● **Lines of data**
════════════════
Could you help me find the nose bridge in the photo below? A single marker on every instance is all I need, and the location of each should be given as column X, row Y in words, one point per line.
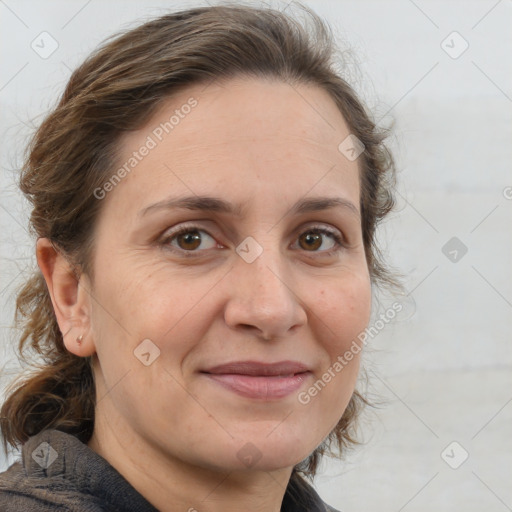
column 261, row 296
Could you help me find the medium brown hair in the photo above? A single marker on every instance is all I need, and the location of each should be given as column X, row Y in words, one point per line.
column 118, row 88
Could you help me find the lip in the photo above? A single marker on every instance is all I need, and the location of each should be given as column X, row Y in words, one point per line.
column 263, row 381
column 257, row 368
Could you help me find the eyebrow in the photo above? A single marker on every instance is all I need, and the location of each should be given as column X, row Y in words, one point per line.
column 217, row 205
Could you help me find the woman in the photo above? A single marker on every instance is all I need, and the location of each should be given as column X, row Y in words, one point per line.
column 205, row 197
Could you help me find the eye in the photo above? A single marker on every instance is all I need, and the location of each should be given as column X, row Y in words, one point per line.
column 314, row 238
column 188, row 239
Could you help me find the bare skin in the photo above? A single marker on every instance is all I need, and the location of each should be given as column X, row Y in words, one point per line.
column 171, row 431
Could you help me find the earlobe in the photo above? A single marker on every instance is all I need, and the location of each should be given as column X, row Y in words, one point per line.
column 70, row 300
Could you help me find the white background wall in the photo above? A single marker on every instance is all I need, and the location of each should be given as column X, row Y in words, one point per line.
column 443, row 368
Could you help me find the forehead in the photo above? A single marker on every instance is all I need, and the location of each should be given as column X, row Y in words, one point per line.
column 241, row 133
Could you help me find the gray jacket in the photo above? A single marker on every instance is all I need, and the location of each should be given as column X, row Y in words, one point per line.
column 57, row 472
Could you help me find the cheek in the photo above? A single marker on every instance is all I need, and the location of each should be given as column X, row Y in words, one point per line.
column 344, row 312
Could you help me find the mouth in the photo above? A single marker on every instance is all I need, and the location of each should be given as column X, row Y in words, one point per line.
column 261, row 381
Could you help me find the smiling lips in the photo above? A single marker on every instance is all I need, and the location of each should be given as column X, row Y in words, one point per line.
column 264, row 381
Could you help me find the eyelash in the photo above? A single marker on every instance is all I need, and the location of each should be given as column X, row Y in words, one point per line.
column 314, row 229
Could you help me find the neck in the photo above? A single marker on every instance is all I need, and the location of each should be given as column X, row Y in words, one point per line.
column 171, row 484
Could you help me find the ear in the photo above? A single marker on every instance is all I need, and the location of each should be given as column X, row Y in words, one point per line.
column 70, row 296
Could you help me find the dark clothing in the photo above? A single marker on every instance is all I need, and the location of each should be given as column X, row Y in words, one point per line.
column 58, row 472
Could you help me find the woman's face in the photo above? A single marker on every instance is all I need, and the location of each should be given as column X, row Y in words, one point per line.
column 252, row 278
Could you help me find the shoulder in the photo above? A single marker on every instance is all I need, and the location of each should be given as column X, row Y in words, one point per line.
column 40, row 481
column 59, row 472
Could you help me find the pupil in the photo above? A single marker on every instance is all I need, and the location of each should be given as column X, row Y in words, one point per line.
column 313, row 239
column 190, row 238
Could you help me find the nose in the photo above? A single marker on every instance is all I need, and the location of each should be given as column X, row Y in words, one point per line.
════════════════
● **SET PROBLEM**
Print every line of the data above word for word, omitting the pictures.

● **RESPONSE TO THE TASK**
Could you help me find the nose bridge in the photo below? A single marker on every instance is all I need, and the location of each should be given as column X, row Y in words, one point per line.
column 261, row 296
Could you help me find the medium brown hair in the photo above? A single marker on every instance is all I need, and the location of each should be given as column X, row Y in words, one point per line.
column 118, row 88
Could you help me find the lip in the photo above? A single marker on every instance is all I need, and the location of each should be given as column X, row Y in words, one point per line.
column 263, row 381
column 257, row 368
Could you help me find the eyebrow in the photo above? A single marker on every instance is all I need, and the location of each should be given as column X, row Y in words, one point per line.
column 217, row 205
Could you help me find the woman in the photo above? A single marker on every instance is all I need, and the location of each should be given as column X, row Y in words, one point per line.
column 205, row 197
Could you help me find the eye in the photo above? A single marker on every instance is all I need, and the location of each should be given as column X, row Y in words, one point per line.
column 314, row 238
column 188, row 239
Could you help me find the bare skin in the photo above? A single marker on every instance is all I need, and the location of each should be given as column X, row Y in words, one point per line.
column 171, row 431
Could you help me find the earlobe in the photo above? A single marker on every instance is all I need, and the location of each should be given as column X, row Y in words, one point per line.
column 70, row 300
Could you help me find the white background wall in the photo above? A single marker on every instance is all I need, and the location of each should be given as column X, row Y in words, one point per line.
column 443, row 368
Could you help me find the forehead in the photo above? A single marker on every instance is all I need, and the location of each should be given as column X, row Y in words, one point per line.
column 241, row 133
Could you help me find the gray jacket in the photo above? A single marker on every instance is all I need, and the location of each should be given as column X, row Y in words, one point per line.
column 57, row 472
Could you help me find the cheek in the photo above? A single marker on every instance is all I need, and the location of each should be given as column X, row Y in words, one point per line.
column 344, row 312
Could you help me find the mouth in the photo above? A single marker on every instance is all I need, and the location of each should be given as column X, row Y in words, one point per line.
column 261, row 381
Could you help me find the smiling lips in the photo above? A single marker on every instance is all I need, and the location of each should be given as column X, row Y in words, one point per line.
column 264, row 381
Could you help me find the eyelash in the photo above? A single marker on every instance is all I need, and the location of each should be given as column X, row Y in words, one point per line.
column 314, row 229
Could you help me find the neck in the photo above? A single marker on every instance is all I need, and the location of each should be given as column X, row Y in words, one point per line.
column 171, row 484
Could you help me find the ear in the photo above? A single marker on every instance is all I need, and the location of each should be given as column X, row Y in words, one point per line.
column 70, row 296
Could you help me find the dark clothing in the photo above? A single marker on every instance is all I need, and the location of each should be given as column X, row Y in words, one point per line.
column 58, row 472
Could you help me find the woman's face in the photo above? A single marker on every instance is all I need, and the location of each should be given as column X, row Y in words, one point per line.
column 252, row 278
Could you help me find the shoulder in the photo above? A single marker on every instance is all I need, and the location of each should be given as column X, row Y in words, one point per line.
column 40, row 481
column 59, row 472
Could you help me find the pupil in the photo above? A single marker on every instance is all I need, and the location of each should be given as column X, row Y in words, one point per line.
column 313, row 239
column 190, row 238
Could you help me find the nose in the photo above? A single marker on every instance is all I need, and the location of each should be given as column X, row Y in words, one point per line.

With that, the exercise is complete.